§ Your assignment: Could you return each entry below exactly as written, minus any pictures?

Top of Recorded data

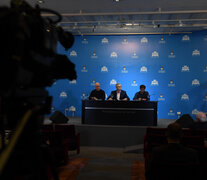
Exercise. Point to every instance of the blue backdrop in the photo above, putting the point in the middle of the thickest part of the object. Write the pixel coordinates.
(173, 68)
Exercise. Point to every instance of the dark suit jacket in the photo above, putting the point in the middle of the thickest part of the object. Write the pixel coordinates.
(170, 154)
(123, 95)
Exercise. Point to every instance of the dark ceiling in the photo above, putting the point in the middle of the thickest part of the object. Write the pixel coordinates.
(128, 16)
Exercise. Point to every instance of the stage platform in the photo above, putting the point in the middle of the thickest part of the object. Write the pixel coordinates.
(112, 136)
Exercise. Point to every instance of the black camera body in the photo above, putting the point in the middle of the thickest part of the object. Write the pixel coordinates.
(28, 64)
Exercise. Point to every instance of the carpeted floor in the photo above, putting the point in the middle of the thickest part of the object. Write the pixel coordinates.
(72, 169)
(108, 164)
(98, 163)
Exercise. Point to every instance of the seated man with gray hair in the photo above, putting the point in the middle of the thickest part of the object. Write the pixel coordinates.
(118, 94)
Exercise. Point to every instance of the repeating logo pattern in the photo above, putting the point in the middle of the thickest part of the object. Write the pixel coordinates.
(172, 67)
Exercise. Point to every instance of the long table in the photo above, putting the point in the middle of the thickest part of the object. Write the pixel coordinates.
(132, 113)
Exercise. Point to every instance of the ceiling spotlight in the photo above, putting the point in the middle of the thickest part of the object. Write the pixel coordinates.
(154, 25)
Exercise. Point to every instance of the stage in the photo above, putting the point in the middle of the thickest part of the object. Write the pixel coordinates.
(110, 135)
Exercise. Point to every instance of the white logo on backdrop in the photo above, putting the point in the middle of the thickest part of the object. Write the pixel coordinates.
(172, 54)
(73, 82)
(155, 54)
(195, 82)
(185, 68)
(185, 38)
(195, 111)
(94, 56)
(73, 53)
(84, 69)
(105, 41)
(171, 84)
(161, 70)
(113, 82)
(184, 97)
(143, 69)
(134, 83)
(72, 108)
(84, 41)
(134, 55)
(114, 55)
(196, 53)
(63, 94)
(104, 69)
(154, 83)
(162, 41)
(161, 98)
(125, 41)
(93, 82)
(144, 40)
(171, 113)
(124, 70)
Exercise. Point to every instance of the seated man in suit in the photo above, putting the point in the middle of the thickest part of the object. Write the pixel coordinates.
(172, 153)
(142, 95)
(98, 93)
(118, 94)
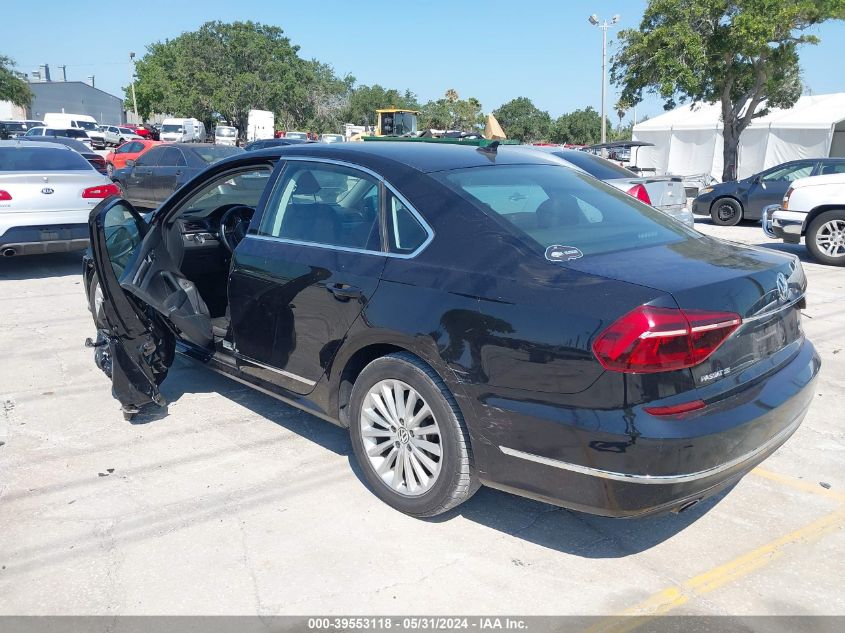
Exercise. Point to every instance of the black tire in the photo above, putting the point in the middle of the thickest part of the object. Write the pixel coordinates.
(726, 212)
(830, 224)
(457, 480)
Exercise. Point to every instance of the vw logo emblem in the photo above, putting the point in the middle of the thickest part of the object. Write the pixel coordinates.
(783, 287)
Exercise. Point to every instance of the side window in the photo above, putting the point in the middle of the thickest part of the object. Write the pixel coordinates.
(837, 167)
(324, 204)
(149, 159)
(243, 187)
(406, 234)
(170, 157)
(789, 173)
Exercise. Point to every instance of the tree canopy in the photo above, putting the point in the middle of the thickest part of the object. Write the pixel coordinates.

Bottom of Recorded data

§ Solution to the problem:
Exercise. Point to every instance of the blue backdrop in the photo above, putting the point in the middle of the thickest part of the object. Write the pixel coordinates.
(173, 68)
Exercise. Point to every instance of the dark suit jacket in the photo above, putting the point in the middle of the thickest part of the object. Write the pixel coordinates.
(170, 154)
(123, 95)
Exercise. Point to every instance of the dark ceiling in the photo above, putting the point in the middle of the thickest part of the object. Write the pixel coordinates.
(128, 16)
Exercise. Point to every instance of the stage platform in the photo above, putting the point in the middle of the thickest part of the object. Write the pixel coordinates.
(112, 136)
Exercise. Point to every instance of the black camera body in the photo above, putting the point in the middle of the thickest part of the object. Write the pixel coordinates.
(28, 64)
Exercise. Point to every instance of the carpeted floor in the photo above, putting the point in the middle of the thickest part of the object. Write the pixel coordinates.
(72, 169)
(108, 164)
(98, 163)
Exercise. Point to every instance of the seated man with gray hair in the photo above, putting the point in the middle of the thickest part of the object. Write the pixel coordinates.
(118, 94)
Exercise. Point to every instance of the repeating logo pattern in the photo above, putting the point in the middle of the thickest part of the object. Write the pixel coordinates.
(172, 67)
Exercise. Point to every instance of the long table in the photo above, putting the point in the middle of the thickest part of the object. Write the pixel coordinates.
(132, 113)
Exercise. Point to every instance of the ceiling spotlight in the photo above, putting the point in the middle of the thickest part of the object. Write the pixel coordinates.
(154, 25)
Exercise. Point to every instance of the stage in the photo above, putting the point in the middle of the thickest part of the object. Write the pixel coordinates.
(110, 135)
Exercise. Point to every instance of the white logo on backdrop in the photo above, putting the point in the middle of the thickest part of the object. Write the pixel coordinates.
(172, 54)
(73, 82)
(155, 54)
(195, 82)
(185, 68)
(185, 38)
(195, 111)
(94, 56)
(73, 53)
(84, 69)
(105, 41)
(171, 84)
(161, 70)
(113, 82)
(184, 97)
(143, 69)
(134, 83)
(72, 108)
(84, 41)
(134, 55)
(114, 55)
(196, 53)
(63, 94)
(104, 69)
(154, 83)
(162, 41)
(161, 98)
(125, 41)
(93, 82)
(144, 40)
(171, 113)
(124, 70)
Exercise. Point to every instance of the seated man in suit in the photo above, putting the point in the middle of the thickest part of the object. Write the pixel coordinates.
(172, 153)
(142, 95)
(98, 93)
(118, 94)
Exercise. Point to every instance of the black tire in the photo above, putting the point in the middle of the thickest part of the object. Write the pixel coordinates.
(726, 212)
(830, 224)
(457, 480)
Exercise. Point to every instance of the vw logo emblem in the photo above, putting the point in the middle of the thickest part of the object. Write the pixel coordinates.
(783, 287)
Exercise. Point to every instance of the side window in the photo above, putting the point in the middle of the thickest part of the object. Write the pixel coordinates.
(837, 167)
(324, 204)
(149, 159)
(243, 187)
(406, 234)
(170, 157)
(789, 173)
Exercise. Point to every instance of the tree canopy in the photo above, putting the point in the middle of the thickest part of the object. Write the pixel coordinates.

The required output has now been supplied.